Record excerpts:
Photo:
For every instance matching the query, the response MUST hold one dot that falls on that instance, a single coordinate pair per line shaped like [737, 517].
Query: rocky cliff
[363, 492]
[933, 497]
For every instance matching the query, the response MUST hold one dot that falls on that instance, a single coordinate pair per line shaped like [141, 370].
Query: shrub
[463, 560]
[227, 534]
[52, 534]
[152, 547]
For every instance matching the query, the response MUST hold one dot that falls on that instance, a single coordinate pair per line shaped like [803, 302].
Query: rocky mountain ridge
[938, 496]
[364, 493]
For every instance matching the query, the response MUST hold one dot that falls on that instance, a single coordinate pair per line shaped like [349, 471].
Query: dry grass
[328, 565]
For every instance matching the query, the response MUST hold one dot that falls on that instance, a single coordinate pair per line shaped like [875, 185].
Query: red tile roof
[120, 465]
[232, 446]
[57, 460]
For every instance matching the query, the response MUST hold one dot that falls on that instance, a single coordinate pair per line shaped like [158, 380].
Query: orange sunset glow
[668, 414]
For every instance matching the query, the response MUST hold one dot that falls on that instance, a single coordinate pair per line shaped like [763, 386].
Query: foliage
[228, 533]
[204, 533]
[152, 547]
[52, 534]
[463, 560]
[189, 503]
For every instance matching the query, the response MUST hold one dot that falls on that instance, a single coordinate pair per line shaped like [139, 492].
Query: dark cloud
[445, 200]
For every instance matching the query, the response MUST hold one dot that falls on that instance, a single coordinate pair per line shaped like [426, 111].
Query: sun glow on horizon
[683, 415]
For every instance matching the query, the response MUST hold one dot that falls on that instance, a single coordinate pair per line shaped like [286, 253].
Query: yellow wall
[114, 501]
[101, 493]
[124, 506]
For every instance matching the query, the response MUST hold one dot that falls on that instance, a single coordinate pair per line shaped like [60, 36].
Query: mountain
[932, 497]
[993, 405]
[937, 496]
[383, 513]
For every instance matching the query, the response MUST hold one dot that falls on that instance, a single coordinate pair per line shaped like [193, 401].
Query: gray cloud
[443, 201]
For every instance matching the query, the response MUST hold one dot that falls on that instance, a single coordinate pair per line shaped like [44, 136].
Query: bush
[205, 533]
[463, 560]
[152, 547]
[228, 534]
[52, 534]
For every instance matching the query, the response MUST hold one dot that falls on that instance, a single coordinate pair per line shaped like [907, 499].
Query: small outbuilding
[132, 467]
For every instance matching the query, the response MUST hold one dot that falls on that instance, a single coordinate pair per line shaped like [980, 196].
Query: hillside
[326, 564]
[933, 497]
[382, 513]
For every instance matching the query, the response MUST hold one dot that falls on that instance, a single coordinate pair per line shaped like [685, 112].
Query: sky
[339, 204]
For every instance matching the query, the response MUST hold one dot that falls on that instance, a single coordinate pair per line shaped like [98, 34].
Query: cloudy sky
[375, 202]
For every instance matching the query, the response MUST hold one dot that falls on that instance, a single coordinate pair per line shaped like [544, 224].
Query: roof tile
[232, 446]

Direction:
Reproduce verbatim everything from the line containing "like [426, 111]." down to the end of the data, including both of those end points.

Written response:
For every instance matching the query, the response MUST hold one dot that falls on that instance, a single coordinate pair per line shaped like [426, 111].
Query: sun glow on horizon
[683, 415]
For every instance matching the query, the response MUST hold one dot that falls on that instance, a single coordinate pair per line shaped like [286, 253].
Query: yellow wall
[114, 501]
[101, 493]
[124, 506]
For every instance matching the query, the response MUST hold one dot that falls on that instance, a single coordinate pair per line shaped like [60, 36].
Query: mountain
[932, 497]
[993, 405]
[937, 496]
[383, 513]
For every instance matching the query, the response MUST hold one dot that falls on that instance, a single coordinate pair per line shaped like [193, 401].
Query: gray cloud
[443, 201]
For every instance matching the query, the response MUST hold one dot that falls on that instance, a single coordinate pair per line shaped like [44, 136].
Query: bush
[205, 533]
[463, 560]
[152, 547]
[228, 534]
[52, 534]
For every instance matching the query, the response MUST hold one dot that falls on that instance, a single coordinate pair per line shaped like [907, 499].
Query: small outbuilding
[132, 467]
For every instance matching the query, the response MUST hold one dot that falls on that instance, a single coordinate pair per line shaped like [980, 196].
Query: hillside
[326, 564]
[933, 497]
[382, 513]
For every instance matching the query, the response MUST hold one dot that falls on that instance, a single coordinate pair per line shaped like [685, 112].
Query: sky
[339, 204]
For every instance matching the query, the response MUST hold one dot that falls on that instance, a single coordinate pair per line shaped like [98, 34].
Query: cloudy sky
[375, 202]
For every instance matching the query, the response MUST hold one dot that falls on that instance, a single coordinate pair per line shaped like [544, 224].
Query: roof tile
[232, 446]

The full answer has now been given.